## Begin
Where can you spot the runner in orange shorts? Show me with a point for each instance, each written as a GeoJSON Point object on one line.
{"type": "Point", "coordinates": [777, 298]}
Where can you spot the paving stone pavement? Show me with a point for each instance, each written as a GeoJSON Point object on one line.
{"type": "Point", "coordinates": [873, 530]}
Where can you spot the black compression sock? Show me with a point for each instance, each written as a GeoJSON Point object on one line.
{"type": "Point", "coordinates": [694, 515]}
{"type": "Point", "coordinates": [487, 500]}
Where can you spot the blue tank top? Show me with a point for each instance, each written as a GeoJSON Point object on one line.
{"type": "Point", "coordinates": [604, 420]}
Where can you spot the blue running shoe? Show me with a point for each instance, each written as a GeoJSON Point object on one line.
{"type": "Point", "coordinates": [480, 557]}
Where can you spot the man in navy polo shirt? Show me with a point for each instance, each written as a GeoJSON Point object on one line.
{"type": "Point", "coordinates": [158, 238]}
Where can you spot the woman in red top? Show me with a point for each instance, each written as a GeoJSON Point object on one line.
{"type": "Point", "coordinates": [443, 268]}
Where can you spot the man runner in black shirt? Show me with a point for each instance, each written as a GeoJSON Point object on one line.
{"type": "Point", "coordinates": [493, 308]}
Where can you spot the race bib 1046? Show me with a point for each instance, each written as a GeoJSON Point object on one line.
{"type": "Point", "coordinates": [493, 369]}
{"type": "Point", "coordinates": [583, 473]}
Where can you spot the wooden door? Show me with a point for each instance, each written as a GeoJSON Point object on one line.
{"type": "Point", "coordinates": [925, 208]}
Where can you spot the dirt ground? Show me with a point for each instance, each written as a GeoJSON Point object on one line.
## End
Convert the listing above into a numbered list, omitting any blank lines.

Task output:
1. Where can you spot the runner in orange shorts? Show me with a point for each instance, each written as a GeoJSON Point object on one line.
2. {"type": "Point", "coordinates": [777, 298]}
3. Where can you spot the paving stone pavement? Show me with a point for each instance, each written as a GeoJSON Point object on one line.
4. {"type": "Point", "coordinates": [873, 530]}
5. Where can you spot the black compression sock? Show me with a point for each instance, each written as a GeoJSON Point object on one line.
6. {"type": "Point", "coordinates": [694, 515]}
7. {"type": "Point", "coordinates": [487, 500]}
8. Where can you spot the blue tank top? Show me with a point for each instance, each written as a GeoJSON Point object on one line.
9. {"type": "Point", "coordinates": [604, 420]}
10. Where can you spot the blue running shoe? Show me with a point for each instance, each written as a GeoJSON Point object on one line.
11. {"type": "Point", "coordinates": [480, 557]}
12. Where can you spot the man in navy polo shirt? Show me with a point for each instance, each written as a GeoJSON Point object on one line.
13. {"type": "Point", "coordinates": [158, 238]}
14. Where can you spot the woman in red top? Show me with a point for each instance, each written as a GeoJSON Point object on one line.
15. {"type": "Point", "coordinates": [443, 268]}
16. Where can you spot the man runner in black shirt? Show me with a point for each instance, each written as a GeoJSON Point object on one line.
17. {"type": "Point", "coordinates": [493, 308]}
18. Where can you spot the race bib 1046? Show me with a point for each instance, each written as a GeoJSON Point object on one line.
19. {"type": "Point", "coordinates": [493, 369]}
20. {"type": "Point", "coordinates": [583, 473]}
21. Where can you spot the wooden door? Show me with a point for each instance, each written as a GeoJSON Point object on one line.
22. {"type": "Point", "coordinates": [925, 208]}
23. Where can you spot the dirt ground? Show me with a point for each instance, each written as a GeoJSON Point object on one line.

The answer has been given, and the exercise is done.